[Location identification entries]
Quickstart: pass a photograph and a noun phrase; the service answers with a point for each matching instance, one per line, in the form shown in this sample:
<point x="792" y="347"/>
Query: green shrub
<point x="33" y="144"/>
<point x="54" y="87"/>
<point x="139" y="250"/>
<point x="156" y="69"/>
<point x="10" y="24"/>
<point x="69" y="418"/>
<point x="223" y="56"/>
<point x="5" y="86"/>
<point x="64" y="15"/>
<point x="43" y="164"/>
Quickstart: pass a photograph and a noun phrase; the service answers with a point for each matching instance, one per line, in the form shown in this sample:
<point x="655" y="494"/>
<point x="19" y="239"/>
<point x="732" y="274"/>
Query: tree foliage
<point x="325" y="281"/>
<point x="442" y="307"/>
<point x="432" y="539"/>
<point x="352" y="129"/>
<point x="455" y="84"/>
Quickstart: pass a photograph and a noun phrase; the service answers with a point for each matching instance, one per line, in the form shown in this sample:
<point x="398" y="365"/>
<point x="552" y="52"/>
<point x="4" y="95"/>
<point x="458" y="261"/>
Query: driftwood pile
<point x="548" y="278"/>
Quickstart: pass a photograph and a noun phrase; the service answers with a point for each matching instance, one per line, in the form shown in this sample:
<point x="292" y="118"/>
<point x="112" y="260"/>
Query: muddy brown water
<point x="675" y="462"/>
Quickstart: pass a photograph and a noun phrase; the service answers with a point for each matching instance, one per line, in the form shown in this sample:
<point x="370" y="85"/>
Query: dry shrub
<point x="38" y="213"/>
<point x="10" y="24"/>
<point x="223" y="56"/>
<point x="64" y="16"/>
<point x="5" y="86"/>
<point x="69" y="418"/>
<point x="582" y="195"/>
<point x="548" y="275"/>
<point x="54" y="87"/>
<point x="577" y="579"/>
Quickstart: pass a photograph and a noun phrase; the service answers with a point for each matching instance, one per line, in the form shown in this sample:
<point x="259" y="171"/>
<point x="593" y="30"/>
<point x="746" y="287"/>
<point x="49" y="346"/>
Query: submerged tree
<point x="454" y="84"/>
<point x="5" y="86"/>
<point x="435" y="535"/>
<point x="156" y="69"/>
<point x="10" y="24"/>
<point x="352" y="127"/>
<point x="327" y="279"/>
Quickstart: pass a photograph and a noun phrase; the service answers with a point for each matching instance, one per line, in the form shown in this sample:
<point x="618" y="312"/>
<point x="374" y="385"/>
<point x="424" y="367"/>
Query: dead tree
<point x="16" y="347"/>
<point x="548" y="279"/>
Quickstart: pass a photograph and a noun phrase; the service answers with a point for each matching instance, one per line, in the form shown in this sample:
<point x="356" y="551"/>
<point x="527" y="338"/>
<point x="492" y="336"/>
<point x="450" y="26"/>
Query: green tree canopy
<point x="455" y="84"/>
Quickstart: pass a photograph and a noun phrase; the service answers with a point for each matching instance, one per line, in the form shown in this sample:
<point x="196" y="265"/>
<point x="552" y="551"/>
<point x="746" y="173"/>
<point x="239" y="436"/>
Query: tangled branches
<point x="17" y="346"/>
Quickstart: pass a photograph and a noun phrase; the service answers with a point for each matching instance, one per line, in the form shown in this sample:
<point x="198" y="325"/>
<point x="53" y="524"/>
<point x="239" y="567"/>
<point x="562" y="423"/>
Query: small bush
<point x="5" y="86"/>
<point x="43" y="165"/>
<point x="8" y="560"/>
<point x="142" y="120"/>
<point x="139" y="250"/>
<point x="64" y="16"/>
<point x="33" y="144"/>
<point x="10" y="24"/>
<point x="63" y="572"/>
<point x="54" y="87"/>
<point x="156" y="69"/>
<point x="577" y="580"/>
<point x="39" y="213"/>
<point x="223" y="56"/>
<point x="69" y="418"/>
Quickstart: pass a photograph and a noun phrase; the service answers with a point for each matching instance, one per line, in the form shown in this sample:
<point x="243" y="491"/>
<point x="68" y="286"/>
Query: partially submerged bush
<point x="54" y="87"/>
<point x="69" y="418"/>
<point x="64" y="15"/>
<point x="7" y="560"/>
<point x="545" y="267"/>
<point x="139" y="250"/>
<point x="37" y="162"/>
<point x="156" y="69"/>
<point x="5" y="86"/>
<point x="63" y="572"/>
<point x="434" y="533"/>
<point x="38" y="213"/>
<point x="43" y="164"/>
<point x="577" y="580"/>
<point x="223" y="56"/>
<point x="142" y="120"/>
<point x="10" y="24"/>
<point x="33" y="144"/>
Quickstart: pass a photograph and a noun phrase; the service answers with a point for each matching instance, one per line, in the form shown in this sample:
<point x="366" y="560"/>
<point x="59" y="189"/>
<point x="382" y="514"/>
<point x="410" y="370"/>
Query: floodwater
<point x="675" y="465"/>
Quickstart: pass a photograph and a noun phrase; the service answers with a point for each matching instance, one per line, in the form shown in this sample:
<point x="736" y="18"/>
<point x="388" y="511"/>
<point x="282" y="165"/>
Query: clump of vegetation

TASK DESCRIPTION: Return every line above that contains the word "bush", matching case exactly.

FULL ANSWER:
Query: small bush
Query: partially submerged bush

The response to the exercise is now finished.